Exercise description: Restate the entries below without a single change.

Records for the exercise:
[Start of Attachment]

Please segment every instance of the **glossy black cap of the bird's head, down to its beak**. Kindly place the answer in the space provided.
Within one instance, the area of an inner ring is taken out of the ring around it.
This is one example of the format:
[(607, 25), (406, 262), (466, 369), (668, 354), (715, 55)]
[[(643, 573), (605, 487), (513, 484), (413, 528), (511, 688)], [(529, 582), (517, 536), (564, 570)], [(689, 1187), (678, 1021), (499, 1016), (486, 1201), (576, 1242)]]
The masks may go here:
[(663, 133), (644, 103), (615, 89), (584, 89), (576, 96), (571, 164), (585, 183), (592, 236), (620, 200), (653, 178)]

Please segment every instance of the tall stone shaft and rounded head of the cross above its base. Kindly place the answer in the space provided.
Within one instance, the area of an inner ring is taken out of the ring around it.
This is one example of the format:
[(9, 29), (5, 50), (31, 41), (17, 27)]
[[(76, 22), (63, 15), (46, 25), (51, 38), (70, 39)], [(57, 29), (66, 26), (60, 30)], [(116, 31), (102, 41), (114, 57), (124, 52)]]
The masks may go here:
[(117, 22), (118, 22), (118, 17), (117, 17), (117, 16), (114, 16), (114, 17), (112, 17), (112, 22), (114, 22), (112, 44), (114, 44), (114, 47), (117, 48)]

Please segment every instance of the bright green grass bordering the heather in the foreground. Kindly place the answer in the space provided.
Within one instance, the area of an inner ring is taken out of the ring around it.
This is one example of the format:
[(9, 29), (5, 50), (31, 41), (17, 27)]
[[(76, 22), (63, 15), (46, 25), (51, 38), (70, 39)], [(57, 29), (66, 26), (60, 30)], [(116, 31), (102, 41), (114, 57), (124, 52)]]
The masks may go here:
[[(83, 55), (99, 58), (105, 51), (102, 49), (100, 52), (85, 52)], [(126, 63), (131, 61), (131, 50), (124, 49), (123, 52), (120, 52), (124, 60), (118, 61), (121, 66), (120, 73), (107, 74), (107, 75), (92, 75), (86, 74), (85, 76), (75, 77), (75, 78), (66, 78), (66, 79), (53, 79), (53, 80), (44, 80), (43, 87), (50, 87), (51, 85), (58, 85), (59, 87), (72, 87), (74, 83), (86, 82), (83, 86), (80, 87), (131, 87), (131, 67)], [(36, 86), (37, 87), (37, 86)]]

[End of Attachment]

Solution for this problem:
Please segment every instance of the **glossy black cap of the bird's head, down to its beak**. Kindly place the answer in the space provided.
Within one instance, the area of an inner ring is taken out of the ring around it.
This is one example of the format:
[(607, 25), (406, 262), (466, 369), (668, 354), (715, 55)]
[[(643, 573), (605, 487), (513, 484), (413, 528), (511, 688)], [(529, 582), (517, 536), (564, 570)], [(689, 1187), (678, 1021), (499, 1016), (486, 1201), (576, 1242)]]
The masks may go here:
[(663, 133), (644, 103), (615, 89), (584, 89), (576, 96), (571, 164), (585, 183), (592, 236), (620, 200), (653, 178)]

Please segment every instance of the tall stone shaft and rounded head of the cross above its base. Kindly place the answer in the space provided.
Within one instance, the area of an inner ring is taken out of the ring around it.
This is one example of the format:
[(9, 29), (5, 50), (31, 41), (17, 27)]
[[(76, 22), (63, 15), (46, 25), (51, 38), (70, 39)], [(57, 29), (66, 26), (60, 30)], [(116, 31), (102, 41), (114, 57), (124, 52)]]
The masks may go here:
[(117, 22), (118, 22), (118, 17), (117, 17), (117, 16), (114, 16), (114, 17), (112, 17), (112, 22), (114, 22), (112, 44), (114, 44), (114, 47), (117, 48)]

Please segment every instance of the bright green grass bordering the heather in the foreground. Kindly place the answer in the space provided.
Within one instance, the area of an inner ring is taken out of the ring around it.
This is one example of the format:
[(9, 29), (5, 50), (31, 41), (17, 27)]
[[(76, 22), (63, 15), (46, 25), (51, 38), (70, 39)], [(57, 29), (66, 26), (60, 30)], [(116, 31), (102, 41), (114, 57), (124, 52)]]
The masks may go here:
[[(83, 55), (99, 58), (105, 51), (102, 49), (100, 52), (85, 52)], [(126, 63), (131, 61), (131, 50), (124, 49), (123, 52), (120, 52), (124, 60), (118, 61), (121, 66), (120, 73), (107, 74), (107, 75), (92, 75), (86, 74), (85, 76), (75, 77), (75, 78), (66, 78), (66, 79), (53, 79), (53, 80), (44, 80), (43, 87), (50, 87), (51, 85), (58, 85), (59, 87), (72, 87), (74, 83), (86, 82), (83, 86), (80, 87), (131, 87), (131, 67)], [(36, 86), (37, 87), (37, 86)]]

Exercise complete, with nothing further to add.